▶ _EXERCISE DETAILS_: Locate each line below that contains the word "Action", matching case exactly, and copy every such line.

----

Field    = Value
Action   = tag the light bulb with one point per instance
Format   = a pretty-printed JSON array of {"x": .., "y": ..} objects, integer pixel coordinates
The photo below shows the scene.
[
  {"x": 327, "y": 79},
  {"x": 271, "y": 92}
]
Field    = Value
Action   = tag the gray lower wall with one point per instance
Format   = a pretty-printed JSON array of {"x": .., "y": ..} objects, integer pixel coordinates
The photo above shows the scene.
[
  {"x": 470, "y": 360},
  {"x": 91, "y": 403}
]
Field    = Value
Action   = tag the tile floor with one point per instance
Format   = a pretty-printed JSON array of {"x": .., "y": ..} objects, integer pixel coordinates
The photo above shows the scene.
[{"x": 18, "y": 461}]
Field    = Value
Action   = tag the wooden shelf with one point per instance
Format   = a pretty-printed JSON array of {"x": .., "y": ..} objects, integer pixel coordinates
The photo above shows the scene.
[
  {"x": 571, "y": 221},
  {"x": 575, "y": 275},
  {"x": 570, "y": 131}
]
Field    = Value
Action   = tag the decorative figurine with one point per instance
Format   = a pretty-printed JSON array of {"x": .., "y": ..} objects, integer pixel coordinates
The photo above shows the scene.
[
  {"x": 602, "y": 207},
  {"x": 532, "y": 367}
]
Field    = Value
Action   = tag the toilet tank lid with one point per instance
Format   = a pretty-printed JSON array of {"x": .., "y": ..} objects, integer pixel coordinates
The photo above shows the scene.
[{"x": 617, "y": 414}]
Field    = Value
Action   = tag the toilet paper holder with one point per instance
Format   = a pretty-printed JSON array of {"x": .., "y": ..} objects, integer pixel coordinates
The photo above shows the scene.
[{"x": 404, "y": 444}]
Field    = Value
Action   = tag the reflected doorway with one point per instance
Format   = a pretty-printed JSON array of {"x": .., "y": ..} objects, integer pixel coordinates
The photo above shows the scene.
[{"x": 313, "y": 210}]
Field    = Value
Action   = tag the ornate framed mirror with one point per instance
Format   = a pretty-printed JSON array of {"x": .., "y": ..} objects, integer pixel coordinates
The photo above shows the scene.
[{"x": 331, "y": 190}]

----

▶ _FULL OUTPUT_:
Action   = tag the light bulb with one point per instance
Action   = tag the gray lower wall with one point per instance
Action   = tag the tile floor with one point per instance
Action   = tag the wooden shelf with one point per instance
Action   = tag the decorative figurine with one point per instance
Action   = tag the toilet tank lid with one point per instance
Action   = tag the toilet paper holder with one point per instance
Action   = tag the reflected doorway with one point per instance
Action   = tag the ornate framed mirror with one point per instance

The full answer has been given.